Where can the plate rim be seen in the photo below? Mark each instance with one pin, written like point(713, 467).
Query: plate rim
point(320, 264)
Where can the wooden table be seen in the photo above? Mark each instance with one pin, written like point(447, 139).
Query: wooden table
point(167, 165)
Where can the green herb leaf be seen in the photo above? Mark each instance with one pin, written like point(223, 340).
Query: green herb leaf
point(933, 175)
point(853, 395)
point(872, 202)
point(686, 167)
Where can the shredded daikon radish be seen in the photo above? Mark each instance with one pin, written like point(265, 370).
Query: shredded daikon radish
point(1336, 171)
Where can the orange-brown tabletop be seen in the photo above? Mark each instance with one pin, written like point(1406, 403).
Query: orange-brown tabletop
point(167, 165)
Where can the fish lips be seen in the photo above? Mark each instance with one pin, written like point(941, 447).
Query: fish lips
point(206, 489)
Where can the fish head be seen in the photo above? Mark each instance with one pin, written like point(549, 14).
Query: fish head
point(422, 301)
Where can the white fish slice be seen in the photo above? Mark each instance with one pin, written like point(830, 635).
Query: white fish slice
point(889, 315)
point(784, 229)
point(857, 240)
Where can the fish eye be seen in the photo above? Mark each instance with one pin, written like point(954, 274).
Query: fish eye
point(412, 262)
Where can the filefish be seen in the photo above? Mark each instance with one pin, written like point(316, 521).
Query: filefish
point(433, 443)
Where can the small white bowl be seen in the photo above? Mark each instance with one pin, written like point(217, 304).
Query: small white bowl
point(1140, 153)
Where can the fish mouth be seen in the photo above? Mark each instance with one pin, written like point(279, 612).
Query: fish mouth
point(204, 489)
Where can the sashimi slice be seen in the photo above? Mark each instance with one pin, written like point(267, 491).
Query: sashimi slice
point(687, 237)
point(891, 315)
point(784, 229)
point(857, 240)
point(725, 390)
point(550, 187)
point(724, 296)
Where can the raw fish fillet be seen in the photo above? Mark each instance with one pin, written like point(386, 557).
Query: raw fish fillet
...
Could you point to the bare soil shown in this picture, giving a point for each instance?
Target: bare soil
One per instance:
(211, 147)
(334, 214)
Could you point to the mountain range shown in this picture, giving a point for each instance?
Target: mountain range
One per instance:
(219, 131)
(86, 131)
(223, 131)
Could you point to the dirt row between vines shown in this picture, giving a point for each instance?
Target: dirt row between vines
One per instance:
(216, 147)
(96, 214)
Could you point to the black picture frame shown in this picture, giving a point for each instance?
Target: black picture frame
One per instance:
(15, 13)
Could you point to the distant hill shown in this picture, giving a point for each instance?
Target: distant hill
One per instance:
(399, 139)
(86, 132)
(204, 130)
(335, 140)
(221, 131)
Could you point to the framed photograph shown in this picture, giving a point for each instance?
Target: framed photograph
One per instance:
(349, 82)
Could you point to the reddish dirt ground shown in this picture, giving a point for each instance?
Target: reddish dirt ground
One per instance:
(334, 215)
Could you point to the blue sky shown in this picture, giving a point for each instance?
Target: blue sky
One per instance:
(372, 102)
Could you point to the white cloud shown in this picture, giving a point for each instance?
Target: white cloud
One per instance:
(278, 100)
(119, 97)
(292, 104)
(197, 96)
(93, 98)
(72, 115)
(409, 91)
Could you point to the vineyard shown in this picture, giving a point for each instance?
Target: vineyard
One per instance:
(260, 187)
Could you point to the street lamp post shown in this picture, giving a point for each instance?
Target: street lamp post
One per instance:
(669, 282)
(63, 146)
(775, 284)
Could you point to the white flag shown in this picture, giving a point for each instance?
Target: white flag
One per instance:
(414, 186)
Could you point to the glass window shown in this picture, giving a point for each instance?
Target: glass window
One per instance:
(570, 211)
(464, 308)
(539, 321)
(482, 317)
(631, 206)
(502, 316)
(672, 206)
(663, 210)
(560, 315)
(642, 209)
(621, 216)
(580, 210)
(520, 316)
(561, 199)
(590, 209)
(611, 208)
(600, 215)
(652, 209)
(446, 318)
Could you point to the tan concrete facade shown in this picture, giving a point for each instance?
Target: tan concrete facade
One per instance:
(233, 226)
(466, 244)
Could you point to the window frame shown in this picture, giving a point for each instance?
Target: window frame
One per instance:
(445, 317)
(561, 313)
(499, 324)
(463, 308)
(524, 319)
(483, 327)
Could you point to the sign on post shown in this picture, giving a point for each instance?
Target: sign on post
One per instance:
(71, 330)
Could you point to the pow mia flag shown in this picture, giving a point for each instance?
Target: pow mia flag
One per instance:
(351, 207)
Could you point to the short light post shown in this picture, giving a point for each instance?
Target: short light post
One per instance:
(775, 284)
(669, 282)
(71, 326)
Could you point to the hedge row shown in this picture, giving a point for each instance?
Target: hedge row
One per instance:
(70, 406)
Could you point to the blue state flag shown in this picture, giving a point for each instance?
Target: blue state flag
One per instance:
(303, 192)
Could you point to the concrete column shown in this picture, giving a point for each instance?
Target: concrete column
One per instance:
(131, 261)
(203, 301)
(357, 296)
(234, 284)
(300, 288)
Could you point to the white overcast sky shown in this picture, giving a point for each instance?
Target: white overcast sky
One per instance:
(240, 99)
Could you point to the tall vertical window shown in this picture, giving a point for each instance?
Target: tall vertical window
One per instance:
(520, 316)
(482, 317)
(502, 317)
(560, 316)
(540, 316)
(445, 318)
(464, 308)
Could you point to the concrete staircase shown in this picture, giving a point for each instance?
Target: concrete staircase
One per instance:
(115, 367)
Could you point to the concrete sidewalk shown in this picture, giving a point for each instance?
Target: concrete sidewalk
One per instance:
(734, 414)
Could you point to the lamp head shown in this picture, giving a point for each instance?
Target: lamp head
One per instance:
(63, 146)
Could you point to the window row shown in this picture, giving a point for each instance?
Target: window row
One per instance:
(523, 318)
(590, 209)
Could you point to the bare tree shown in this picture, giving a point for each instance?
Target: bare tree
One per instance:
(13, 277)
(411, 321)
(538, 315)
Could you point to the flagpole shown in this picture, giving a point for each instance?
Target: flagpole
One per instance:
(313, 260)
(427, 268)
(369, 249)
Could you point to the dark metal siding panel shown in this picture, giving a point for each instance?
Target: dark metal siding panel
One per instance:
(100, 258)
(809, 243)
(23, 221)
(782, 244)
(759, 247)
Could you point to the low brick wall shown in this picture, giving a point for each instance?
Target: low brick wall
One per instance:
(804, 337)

Directions for this task: Read the entries above and find each line holding the word "glass". Copy it out.

Completed exercise:
Could you point to the glass window shown in this picture, giving a point for each instance?
Target: glass window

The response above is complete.